AIM OF THE EXERCISE ▸ Update the lines from the one containing "framed wall art -> outlines, every instance" up to and including the one containing "703 130 L 669" by replacing "self-closing" with "self-terminating", and leave everything else in those lines unchanged.
***
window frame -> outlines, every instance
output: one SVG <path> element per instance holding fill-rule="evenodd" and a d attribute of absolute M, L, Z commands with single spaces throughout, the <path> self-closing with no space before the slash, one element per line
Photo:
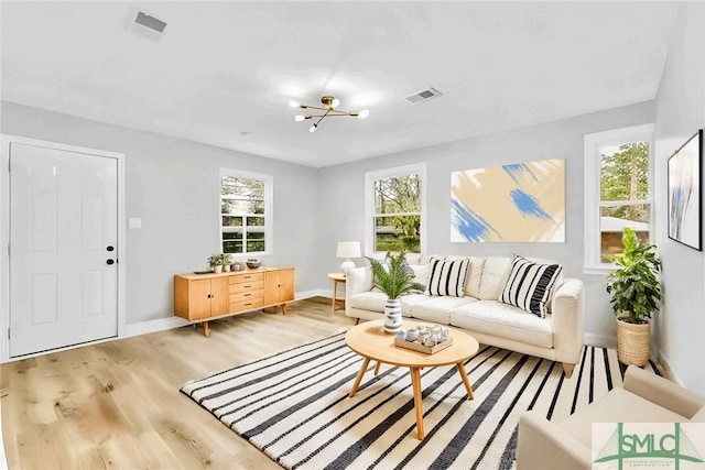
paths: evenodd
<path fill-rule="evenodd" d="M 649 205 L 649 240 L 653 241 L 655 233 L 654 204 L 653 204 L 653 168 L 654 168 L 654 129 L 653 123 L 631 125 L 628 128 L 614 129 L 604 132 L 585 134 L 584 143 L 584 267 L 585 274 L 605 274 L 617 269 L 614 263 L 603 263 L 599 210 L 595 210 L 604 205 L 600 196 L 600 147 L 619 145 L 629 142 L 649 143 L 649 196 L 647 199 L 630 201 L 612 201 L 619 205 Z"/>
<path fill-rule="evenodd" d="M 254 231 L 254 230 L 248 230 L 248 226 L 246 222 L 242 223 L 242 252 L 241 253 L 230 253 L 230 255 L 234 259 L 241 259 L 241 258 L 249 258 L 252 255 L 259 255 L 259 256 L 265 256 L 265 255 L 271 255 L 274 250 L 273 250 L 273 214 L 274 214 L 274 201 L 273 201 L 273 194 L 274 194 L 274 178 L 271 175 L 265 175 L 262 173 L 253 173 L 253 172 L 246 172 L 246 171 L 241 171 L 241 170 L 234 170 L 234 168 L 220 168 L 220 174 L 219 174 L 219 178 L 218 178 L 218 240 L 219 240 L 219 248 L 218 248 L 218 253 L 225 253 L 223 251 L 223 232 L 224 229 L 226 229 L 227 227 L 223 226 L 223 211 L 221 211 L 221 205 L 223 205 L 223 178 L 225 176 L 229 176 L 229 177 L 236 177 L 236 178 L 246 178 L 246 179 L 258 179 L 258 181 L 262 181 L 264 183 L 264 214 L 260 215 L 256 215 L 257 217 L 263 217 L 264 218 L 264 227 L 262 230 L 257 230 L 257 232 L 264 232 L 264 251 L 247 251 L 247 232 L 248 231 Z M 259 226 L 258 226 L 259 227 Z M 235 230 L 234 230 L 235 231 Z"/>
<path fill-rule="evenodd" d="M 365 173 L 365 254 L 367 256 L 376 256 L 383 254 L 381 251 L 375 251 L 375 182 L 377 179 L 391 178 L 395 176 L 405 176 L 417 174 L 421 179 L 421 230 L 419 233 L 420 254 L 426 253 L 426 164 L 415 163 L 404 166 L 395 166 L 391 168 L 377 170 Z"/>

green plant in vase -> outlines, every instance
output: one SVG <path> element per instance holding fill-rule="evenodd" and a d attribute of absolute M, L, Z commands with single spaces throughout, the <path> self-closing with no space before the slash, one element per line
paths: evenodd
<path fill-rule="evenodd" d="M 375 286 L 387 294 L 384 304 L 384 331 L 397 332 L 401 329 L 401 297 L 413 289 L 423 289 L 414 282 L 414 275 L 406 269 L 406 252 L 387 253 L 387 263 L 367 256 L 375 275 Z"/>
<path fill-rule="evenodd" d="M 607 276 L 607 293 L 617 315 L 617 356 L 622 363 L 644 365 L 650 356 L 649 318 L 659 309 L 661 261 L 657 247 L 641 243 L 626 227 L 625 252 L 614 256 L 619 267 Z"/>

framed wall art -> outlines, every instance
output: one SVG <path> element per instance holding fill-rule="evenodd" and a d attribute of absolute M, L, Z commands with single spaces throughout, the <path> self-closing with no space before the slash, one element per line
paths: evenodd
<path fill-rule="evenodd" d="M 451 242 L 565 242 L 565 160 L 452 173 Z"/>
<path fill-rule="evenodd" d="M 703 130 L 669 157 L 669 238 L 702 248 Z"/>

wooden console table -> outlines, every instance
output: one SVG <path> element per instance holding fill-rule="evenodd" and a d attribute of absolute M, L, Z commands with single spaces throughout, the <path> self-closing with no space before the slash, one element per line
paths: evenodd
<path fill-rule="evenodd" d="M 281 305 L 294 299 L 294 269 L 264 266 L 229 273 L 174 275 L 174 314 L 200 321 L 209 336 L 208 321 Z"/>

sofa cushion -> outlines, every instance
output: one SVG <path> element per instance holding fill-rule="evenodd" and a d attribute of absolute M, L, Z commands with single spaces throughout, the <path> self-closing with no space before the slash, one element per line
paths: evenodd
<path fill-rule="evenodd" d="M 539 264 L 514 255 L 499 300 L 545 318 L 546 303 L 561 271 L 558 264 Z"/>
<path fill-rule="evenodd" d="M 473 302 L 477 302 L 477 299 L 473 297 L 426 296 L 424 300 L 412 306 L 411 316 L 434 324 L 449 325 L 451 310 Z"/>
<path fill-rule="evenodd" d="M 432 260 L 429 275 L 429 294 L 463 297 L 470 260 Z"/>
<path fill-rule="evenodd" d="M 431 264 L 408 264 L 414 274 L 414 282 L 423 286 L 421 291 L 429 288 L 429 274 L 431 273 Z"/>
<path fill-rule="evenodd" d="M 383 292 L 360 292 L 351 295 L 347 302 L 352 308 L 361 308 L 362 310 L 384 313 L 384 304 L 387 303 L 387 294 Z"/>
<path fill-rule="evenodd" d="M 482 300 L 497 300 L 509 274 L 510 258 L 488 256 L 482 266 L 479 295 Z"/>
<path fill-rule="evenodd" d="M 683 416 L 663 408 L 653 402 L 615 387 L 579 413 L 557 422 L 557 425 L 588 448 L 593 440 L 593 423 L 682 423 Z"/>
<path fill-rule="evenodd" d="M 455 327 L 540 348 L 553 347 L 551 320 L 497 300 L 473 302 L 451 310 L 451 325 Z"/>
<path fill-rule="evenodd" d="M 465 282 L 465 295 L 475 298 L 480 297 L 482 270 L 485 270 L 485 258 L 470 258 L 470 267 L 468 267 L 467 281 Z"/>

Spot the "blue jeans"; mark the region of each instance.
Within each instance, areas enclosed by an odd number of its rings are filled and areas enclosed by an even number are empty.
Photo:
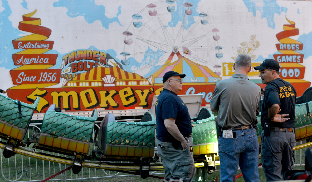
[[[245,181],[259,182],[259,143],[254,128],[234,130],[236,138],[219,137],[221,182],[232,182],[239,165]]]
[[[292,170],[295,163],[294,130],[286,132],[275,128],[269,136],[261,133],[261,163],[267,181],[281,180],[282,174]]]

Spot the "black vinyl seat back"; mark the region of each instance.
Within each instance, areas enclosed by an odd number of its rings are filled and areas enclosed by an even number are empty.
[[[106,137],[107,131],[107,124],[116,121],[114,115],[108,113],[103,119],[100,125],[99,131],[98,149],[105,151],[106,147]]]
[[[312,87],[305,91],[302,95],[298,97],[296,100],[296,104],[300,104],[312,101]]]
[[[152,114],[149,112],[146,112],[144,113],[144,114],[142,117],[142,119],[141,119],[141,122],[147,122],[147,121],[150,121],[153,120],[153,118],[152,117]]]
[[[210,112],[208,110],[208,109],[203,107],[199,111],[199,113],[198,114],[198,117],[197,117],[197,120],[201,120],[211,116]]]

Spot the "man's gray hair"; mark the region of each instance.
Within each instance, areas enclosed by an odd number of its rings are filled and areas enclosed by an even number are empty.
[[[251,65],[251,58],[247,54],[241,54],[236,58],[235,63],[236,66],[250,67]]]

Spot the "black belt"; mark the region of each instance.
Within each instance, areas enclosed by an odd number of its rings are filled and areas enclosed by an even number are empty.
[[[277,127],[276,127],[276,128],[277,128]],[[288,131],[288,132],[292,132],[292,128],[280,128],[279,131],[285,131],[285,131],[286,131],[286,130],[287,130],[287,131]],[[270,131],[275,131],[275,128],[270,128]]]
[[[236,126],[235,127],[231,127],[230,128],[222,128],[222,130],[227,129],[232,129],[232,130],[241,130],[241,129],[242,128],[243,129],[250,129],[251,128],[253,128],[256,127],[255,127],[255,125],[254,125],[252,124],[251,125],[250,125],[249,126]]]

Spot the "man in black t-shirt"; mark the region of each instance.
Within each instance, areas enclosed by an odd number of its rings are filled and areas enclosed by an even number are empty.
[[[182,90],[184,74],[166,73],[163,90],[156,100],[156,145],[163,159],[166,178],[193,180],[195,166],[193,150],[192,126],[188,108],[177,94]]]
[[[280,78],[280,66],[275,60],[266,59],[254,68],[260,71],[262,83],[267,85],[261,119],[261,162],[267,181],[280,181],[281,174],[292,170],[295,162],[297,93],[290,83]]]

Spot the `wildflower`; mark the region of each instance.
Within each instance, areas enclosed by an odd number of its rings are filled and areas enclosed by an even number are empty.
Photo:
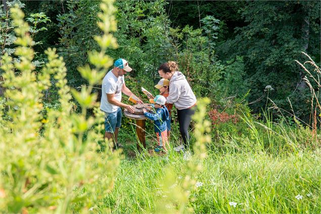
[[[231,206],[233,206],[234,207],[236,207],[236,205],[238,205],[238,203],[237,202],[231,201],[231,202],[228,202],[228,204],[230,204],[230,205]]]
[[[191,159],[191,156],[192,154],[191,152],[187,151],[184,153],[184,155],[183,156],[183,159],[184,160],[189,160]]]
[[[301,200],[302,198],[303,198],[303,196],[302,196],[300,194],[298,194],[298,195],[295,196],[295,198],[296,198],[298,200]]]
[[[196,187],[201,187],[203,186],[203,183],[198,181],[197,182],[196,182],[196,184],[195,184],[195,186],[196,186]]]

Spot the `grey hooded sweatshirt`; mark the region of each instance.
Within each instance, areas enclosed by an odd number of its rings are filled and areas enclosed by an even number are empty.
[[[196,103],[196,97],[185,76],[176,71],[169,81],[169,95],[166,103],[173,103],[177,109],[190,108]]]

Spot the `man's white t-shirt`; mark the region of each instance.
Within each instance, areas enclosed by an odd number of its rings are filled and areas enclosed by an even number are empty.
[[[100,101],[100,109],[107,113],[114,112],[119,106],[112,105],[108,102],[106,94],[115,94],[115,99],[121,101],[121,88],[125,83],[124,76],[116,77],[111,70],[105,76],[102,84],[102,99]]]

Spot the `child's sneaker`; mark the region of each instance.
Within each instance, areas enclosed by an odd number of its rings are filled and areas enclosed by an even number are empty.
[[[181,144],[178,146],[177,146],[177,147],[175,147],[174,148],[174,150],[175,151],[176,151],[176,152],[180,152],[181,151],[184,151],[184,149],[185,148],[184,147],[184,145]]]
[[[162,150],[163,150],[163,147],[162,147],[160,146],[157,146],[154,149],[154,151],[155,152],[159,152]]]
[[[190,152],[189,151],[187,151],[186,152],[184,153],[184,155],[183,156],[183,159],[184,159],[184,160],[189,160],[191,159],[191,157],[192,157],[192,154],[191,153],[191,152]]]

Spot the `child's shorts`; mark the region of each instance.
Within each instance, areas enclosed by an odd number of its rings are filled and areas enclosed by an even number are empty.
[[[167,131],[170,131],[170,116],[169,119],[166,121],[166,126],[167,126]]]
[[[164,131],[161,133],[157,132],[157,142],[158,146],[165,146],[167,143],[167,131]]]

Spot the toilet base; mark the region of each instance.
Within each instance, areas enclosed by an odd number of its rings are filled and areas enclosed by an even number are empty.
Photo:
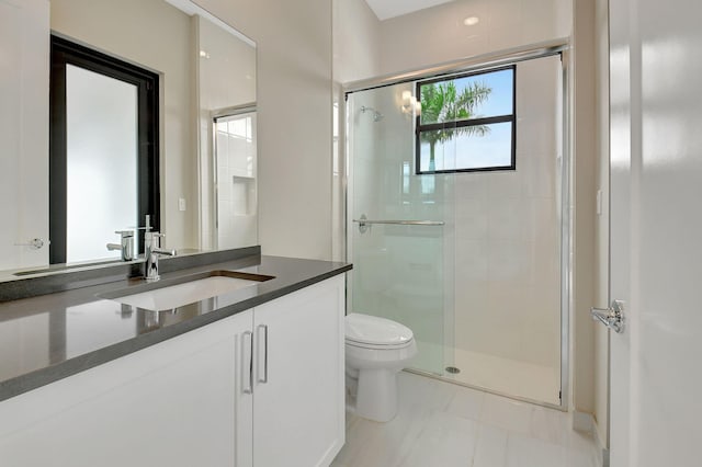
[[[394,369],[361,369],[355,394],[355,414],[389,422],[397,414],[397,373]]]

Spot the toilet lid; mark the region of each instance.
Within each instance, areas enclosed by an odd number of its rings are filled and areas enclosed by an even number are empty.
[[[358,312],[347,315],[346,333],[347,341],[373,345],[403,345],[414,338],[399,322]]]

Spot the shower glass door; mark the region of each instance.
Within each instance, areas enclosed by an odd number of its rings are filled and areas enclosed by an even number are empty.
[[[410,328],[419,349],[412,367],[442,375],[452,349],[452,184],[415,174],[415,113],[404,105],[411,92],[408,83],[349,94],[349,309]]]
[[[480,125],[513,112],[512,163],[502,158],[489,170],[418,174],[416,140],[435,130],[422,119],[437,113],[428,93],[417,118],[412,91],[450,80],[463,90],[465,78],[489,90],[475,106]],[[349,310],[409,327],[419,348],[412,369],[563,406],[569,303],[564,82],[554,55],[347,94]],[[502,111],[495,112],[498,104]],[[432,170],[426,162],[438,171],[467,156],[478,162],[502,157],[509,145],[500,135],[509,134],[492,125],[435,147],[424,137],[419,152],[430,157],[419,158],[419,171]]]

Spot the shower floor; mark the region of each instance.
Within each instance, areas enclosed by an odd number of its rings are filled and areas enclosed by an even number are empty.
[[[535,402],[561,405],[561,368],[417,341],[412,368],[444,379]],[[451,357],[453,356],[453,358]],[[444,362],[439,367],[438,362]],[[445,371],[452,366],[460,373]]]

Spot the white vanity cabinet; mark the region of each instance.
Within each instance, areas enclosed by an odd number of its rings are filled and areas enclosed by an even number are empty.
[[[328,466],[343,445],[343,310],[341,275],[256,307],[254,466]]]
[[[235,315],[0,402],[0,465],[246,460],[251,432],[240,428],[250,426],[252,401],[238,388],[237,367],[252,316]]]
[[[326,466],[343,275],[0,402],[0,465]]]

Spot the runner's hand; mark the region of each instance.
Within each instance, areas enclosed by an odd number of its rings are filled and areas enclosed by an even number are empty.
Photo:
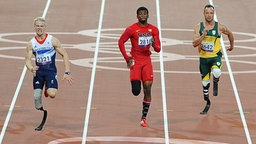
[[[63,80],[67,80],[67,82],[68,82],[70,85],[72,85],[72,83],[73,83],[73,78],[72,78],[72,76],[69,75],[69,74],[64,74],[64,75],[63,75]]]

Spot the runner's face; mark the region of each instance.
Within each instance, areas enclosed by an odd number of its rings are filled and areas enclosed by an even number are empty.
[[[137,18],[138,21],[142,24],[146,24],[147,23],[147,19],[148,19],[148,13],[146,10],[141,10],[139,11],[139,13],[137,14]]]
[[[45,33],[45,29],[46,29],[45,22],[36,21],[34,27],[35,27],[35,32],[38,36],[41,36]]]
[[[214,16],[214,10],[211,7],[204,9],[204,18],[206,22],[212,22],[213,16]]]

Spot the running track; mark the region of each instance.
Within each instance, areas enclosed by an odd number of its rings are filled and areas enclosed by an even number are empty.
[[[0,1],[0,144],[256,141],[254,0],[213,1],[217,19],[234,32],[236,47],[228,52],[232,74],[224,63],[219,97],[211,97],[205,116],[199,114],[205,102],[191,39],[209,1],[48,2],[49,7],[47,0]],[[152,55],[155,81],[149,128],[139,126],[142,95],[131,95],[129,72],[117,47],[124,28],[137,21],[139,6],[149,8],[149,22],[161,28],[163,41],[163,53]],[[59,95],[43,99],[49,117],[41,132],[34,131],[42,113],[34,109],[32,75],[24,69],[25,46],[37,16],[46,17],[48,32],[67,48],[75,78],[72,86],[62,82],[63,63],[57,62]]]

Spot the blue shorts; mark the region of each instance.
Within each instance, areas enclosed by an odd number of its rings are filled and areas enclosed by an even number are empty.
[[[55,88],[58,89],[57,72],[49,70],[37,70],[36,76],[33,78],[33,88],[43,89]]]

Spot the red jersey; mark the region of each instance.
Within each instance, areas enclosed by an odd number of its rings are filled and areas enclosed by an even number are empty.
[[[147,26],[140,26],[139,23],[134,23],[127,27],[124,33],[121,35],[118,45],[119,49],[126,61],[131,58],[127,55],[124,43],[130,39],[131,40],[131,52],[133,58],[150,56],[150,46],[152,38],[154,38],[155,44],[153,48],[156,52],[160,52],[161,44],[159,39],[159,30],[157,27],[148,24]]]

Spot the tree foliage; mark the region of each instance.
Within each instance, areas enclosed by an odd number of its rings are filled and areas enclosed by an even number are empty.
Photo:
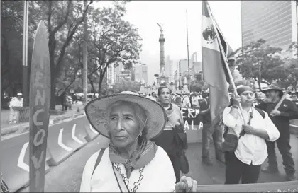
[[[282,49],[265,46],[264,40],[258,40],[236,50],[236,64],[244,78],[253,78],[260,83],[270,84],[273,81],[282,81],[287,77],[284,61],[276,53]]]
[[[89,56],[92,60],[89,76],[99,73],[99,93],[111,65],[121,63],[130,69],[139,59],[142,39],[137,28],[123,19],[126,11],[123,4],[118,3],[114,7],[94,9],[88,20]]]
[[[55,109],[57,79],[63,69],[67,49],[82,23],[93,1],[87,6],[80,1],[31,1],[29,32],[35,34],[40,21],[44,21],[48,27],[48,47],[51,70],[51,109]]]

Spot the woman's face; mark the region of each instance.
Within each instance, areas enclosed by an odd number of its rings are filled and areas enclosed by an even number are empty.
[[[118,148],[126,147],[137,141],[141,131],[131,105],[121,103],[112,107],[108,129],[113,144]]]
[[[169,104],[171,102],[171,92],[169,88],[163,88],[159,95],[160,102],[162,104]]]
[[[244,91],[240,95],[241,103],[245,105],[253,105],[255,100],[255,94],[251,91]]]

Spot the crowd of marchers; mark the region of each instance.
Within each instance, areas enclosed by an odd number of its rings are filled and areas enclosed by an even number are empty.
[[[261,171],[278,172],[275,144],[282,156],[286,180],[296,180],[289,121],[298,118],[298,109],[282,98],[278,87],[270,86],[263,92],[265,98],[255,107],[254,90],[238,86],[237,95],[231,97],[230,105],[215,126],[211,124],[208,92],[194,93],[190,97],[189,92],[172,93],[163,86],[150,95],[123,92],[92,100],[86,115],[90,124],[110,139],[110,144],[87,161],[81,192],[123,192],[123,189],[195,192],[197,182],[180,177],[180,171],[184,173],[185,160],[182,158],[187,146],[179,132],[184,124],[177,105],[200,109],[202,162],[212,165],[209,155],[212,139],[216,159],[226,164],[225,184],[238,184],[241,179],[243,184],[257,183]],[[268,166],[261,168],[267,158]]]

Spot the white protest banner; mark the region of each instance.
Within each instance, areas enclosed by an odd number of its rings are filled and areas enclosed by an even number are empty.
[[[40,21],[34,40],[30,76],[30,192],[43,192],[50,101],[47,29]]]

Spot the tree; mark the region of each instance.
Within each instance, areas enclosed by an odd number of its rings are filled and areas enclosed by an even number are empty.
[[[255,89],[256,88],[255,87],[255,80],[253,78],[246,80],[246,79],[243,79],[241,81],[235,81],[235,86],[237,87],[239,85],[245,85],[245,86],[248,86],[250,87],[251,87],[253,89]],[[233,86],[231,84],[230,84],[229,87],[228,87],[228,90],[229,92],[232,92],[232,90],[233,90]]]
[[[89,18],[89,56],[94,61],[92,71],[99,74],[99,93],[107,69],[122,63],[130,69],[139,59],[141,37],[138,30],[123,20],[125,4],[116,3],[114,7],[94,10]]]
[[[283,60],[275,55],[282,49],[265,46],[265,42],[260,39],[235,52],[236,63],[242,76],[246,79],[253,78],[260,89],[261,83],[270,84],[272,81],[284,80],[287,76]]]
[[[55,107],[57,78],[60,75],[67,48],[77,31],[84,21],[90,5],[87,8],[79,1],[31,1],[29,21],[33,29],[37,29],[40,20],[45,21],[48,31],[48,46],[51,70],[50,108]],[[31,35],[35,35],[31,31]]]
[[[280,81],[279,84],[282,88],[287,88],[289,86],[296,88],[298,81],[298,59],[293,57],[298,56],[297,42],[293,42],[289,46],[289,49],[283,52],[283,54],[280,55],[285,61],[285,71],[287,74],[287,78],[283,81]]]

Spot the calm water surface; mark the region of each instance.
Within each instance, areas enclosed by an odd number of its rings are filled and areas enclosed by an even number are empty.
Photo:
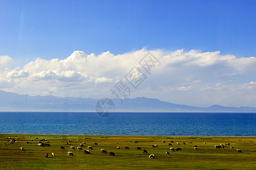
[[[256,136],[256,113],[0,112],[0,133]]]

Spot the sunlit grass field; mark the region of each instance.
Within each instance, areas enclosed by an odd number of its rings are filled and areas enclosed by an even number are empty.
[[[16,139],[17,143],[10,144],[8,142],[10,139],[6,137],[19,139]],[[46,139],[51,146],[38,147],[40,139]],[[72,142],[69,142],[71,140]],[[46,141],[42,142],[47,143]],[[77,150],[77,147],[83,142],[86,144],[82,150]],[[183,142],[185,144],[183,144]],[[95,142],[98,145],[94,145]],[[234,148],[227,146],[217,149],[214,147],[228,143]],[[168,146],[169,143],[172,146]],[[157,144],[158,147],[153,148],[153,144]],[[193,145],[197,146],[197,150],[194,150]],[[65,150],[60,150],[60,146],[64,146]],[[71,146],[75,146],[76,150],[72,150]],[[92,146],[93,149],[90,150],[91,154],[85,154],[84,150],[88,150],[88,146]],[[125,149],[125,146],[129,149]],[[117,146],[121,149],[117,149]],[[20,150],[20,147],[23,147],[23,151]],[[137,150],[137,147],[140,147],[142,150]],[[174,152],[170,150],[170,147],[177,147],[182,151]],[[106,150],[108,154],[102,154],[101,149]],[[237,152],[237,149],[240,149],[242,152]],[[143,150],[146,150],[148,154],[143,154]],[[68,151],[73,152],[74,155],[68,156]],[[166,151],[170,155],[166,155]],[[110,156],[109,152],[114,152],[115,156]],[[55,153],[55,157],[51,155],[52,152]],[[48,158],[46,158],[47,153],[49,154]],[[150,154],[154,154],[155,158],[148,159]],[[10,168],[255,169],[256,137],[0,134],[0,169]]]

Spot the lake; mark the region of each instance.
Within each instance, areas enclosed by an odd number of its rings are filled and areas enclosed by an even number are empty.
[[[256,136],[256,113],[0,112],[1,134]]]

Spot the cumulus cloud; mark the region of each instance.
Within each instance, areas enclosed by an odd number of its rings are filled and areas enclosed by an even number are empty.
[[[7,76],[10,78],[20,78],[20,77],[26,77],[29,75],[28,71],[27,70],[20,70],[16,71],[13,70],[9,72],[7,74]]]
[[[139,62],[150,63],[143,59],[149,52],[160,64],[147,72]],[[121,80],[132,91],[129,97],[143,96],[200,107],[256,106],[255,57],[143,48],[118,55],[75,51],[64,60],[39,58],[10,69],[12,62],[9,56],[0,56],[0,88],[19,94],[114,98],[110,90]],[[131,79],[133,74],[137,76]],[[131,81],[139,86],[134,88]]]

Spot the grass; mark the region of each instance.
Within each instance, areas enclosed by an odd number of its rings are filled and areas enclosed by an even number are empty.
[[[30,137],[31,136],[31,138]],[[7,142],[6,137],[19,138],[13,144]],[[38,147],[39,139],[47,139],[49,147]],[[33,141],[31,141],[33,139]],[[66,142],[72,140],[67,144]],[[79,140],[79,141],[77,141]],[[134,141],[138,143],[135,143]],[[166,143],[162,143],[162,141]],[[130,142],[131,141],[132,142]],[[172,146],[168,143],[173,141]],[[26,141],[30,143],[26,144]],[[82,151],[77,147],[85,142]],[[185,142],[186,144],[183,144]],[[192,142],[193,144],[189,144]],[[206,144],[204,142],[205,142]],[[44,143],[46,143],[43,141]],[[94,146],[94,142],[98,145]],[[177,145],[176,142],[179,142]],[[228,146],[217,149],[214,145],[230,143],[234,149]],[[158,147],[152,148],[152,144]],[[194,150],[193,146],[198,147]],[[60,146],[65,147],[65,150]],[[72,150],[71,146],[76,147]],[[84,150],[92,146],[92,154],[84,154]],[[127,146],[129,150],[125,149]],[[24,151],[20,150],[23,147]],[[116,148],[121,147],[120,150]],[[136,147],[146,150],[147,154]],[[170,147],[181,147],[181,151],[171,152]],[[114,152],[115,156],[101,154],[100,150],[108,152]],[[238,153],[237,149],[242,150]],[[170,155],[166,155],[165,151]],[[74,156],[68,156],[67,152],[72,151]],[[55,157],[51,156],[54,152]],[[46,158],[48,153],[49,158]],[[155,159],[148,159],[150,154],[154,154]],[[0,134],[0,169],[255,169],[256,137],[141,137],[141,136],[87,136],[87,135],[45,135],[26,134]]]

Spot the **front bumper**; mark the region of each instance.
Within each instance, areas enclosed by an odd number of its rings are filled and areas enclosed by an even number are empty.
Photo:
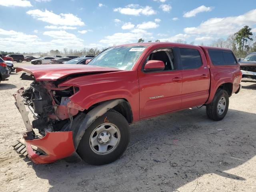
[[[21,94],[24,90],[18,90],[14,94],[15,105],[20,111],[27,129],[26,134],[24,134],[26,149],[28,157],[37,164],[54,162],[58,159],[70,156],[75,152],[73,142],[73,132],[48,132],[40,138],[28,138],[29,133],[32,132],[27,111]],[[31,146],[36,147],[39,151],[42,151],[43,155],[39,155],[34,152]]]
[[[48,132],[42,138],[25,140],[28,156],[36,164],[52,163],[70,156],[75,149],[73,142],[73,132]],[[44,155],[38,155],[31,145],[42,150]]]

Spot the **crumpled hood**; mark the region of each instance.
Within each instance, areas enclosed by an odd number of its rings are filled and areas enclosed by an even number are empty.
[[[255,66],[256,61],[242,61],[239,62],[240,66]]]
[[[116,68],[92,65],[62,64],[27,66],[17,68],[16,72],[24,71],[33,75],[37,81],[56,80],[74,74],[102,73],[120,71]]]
***
TASK OUTPUT ▸
framed wall art -> outlines, every instance
output: one SVG <path> element per instance holding fill-rule="evenodd" and a d attribute of absolute M, L, Z commands with single spaces throughout, the <path> self-terminating with no space before the slash, one element per line
paths: evenodd
<path fill-rule="evenodd" d="M 451 242 L 565 242 L 565 160 L 452 173 Z"/>
<path fill-rule="evenodd" d="M 703 130 L 669 157 L 669 238 L 702 248 Z"/>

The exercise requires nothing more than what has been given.